-- begin Task input --

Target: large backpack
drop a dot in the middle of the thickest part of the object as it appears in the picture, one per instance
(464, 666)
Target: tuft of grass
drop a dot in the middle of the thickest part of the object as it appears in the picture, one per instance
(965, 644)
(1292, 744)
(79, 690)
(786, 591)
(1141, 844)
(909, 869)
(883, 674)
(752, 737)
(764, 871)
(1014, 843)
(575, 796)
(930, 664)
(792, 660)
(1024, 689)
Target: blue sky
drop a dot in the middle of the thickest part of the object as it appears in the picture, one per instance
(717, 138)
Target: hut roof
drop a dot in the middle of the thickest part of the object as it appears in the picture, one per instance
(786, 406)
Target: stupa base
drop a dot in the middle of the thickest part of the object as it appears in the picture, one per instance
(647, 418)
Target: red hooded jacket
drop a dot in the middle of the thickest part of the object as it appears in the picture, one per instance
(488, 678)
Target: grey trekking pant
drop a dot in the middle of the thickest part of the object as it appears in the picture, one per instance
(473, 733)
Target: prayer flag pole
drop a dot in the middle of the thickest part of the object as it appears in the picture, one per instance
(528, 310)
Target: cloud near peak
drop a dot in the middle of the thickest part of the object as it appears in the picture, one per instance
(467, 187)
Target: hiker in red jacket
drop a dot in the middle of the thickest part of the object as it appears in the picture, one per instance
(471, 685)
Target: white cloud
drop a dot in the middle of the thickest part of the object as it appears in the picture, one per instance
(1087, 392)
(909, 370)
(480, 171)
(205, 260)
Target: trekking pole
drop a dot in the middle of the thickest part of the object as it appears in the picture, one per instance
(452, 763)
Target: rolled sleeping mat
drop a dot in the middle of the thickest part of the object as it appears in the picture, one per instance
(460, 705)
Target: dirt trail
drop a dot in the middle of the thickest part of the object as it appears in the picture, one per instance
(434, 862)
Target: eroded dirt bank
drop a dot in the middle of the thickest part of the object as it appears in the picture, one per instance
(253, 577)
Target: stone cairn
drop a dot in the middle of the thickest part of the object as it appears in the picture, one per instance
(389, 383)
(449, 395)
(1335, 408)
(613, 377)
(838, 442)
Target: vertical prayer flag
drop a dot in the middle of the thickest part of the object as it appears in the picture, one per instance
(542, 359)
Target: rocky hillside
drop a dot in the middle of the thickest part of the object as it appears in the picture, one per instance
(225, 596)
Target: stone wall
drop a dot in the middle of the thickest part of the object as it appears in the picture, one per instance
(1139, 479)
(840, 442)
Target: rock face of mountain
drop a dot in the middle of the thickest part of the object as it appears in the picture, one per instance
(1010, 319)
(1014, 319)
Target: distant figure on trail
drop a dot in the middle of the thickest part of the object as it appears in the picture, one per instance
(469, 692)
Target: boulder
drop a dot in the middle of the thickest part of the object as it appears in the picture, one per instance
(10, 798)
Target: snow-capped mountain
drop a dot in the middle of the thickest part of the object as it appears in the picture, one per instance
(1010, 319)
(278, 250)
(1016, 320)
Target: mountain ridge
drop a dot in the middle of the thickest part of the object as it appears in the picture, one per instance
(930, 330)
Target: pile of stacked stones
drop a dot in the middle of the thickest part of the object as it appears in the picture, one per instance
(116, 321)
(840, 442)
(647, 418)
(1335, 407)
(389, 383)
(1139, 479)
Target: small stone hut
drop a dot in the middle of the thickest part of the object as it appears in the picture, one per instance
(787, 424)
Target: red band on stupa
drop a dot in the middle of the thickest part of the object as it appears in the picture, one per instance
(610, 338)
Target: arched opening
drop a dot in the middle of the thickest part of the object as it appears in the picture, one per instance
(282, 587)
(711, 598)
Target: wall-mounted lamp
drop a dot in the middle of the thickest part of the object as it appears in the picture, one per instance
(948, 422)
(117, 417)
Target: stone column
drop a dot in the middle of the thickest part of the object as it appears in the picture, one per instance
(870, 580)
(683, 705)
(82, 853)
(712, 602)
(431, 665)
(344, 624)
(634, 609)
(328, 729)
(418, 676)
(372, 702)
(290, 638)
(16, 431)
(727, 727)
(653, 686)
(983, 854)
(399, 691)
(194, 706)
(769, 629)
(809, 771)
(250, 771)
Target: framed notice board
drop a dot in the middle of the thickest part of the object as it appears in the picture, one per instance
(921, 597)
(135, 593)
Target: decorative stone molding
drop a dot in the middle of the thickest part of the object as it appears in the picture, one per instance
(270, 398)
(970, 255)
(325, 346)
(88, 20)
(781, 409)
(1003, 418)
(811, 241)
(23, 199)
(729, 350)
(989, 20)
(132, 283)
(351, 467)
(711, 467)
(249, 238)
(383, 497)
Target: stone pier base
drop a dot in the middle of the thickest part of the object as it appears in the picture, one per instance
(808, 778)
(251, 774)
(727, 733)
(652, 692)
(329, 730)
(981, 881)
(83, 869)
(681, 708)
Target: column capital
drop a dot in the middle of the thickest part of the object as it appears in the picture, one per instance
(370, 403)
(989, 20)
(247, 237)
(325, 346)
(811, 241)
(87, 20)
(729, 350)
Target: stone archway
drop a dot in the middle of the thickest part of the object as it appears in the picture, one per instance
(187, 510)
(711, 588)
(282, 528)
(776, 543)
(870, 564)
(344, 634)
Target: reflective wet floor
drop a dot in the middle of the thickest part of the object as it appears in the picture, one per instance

-- end Task input --

What is needed:
Transcribe the full listing above without leaving anything out.

Solution to this task:
Target: large backpack
drop a dot in the middle of the thickest part of the object as it appears in the picture, one per instance
(464, 666)
Target: tuft of grass
drop a dot in the middle of the thickest part of the object as it appears in the picture, one per instance
(965, 644)
(1292, 744)
(79, 690)
(786, 591)
(1141, 844)
(909, 869)
(883, 674)
(752, 737)
(764, 871)
(1014, 843)
(575, 796)
(930, 664)
(792, 660)
(1024, 689)
Target: blue sky
drop a dot in the middle of the thickest part of the object as it appears in the picture, one per instance
(717, 138)
Target: hut roof
drop a dot in the middle of the thickest part of the object as it appears in the picture, one per instance
(786, 406)
Target: stupa base
drop a dot in the middle of the thickest part of the object as it appears in the picture, one per instance
(647, 418)
Target: red hooded jacket
drop a dot in the middle of the thickest part of the object as it appears in the picture, one per instance
(488, 678)
Target: grey trekking pant
drop a dot in the middle of the thickest part of the object as it appears in the picture, one per instance
(473, 733)
Target: prayer flag pole
drop a dot in the middle of the thickest part of the object as it appears in the picture, one per instance
(528, 310)
Target: cloud near peak
drop a dot in the middle of the thickest part of the object as it appears in the picture, one per instance
(467, 187)
Target: hiker in red jacket
drop a dot in the middle of the thickest part of the object as it appears in the picture, one per instance
(471, 685)
Target: white cloud
drop a dot in the middle of the thickest part of the object as it appears in the picture, one per instance
(1087, 392)
(909, 370)
(480, 171)
(205, 260)
Target: trekking pole
drop a dot in the middle of the thickest part of the object as it appears in the picture, one per instance
(452, 763)
Target: rolled sleeping mat
drop a dot in the middle of the thickest part of the object as it appears in the picture, one per instance
(460, 705)
Target: dirt trail
drop a dot in the middle of the thickest part of the object as it appears in the picture, one per instance
(434, 862)
Target: eroded dirt bank
drop a dot in the middle of the thickest part of the object as it appears in the picture, one per instance
(253, 577)
Target: stone cairn
drop a dot in the middle of the thickest part of the object as it appears in the picture, one per instance
(389, 383)
(449, 395)
(1335, 408)
(613, 377)
(838, 442)
Target: vertical prayer flag
drop a dot in the middle of the thickest part of the object as it appears in the picture, one per instance
(542, 359)
Target: rocky hillside
drop a dot in the middle of the thickest part of the object as it appears in the picture, one per instance
(225, 596)
Target: stone wall
drop a dot in the middle of the thickest part of the object as it appears in the picture, one per instance
(1139, 479)
(840, 442)
Target: rock face of mountain
drop a dot in the middle of the thickest part of the object as it appears in the picture, one per instance
(1010, 319)
(1014, 319)
Target: distant figure on trail
drop a dot in the middle of the thickest part of the object as it appears in the picture, one per instance
(469, 692)
Target: boulder
drop a dot in the middle of the thickest part of the object as it appears in the picture, one per instance
(10, 798)
Target: snow-capped mountain
drop a dot in the middle of the thickest part of the object as it appears in the picture, one per instance
(1010, 319)
(278, 250)
(1016, 320)
Target: mountain ridge
drop a dot in the middle of the thickest part of the object as it appears in the picture, one per instance
(930, 330)
Target: pile of stacked stones
drop a dot in the middle of the thickest part of the object as it appears in the picture, one per instance
(116, 321)
(840, 442)
(647, 418)
(1335, 407)
(389, 383)
(1139, 479)
Target: small stone hut
drop a dot in the middle of the thickest part of the object as it appears in the picture, one per instance
(787, 424)
Target: red band on stupa
drop a dot in the middle of the thickest part of the object as it appears in the picture, one per instance
(610, 338)
Target: arched opening
drop a dot in the middle of the thickest part of the object as it appears in the picture, one per instance
(282, 587)
(711, 598)
Target: wall-mounted lamp
drop a dot in the middle of the thickest part of the object as it appears in the picture, one per instance
(948, 422)
(117, 417)
Target: stone column
drop a dot in the middle of the thickest part of the object as it appears in the picture, one per instance
(870, 580)
(683, 705)
(82, 853)
(712, 602)
(431, 665)
(344, 624)
(634, 609)
(328, 729)
(418, 676)
(372, 702)
(290, 638)
(16, 431)
(727, 727)
(653, 686)
(983, 854)
(399, 691)
(194, 706)
(769, 629)
(809, 771)
(250, 771)
Target: framed notice board
drop a dot in the middle of the thickest part of the object as it appears in the picture, one per instance
(921, 597)
(135, 593)
Target: decorative stone molding
drop a dot in the middle of the thickest part of the object as it appears in the picture, one per instance
(270, 398)
(970, 255)
(325, 346)
(88, 20)
(781, 409)
(1003, 418)
(811, 241)
(23, 199)
(729, 350)
(989, 20)
(132, 283)
(351, 467)
(711, 467)
(249, 238)
(383, 497)
Target: stone pier base
drop a dot in the middle of the thickest part of the object as it appears in the picture, one per instance
(808, 778)
(251, 774)
(727, 733)
(652, 692)
(329, 730)
(981, 881)
(83, 869)
(681, 708)
Target: column capital
drop a dot in the middle of the thickest part of the object as it appears in the picture, one per instance
(370, 403)
(989, 20)
(247, 237)
(325, 346)
(811, 241)
(87, 20)
(729, 350)
Target: stone archway
drop a dot in the middle of the thickest part of the object as it appears in the picture, one per instance
(187, 510)
(711, 588)
(282, 528)
(776, 543)
(870, 564)
(344, 634)
Target: reflective wet floor
drop a dot in the middle of the thickest part of the object as it appears in the picture, one per instance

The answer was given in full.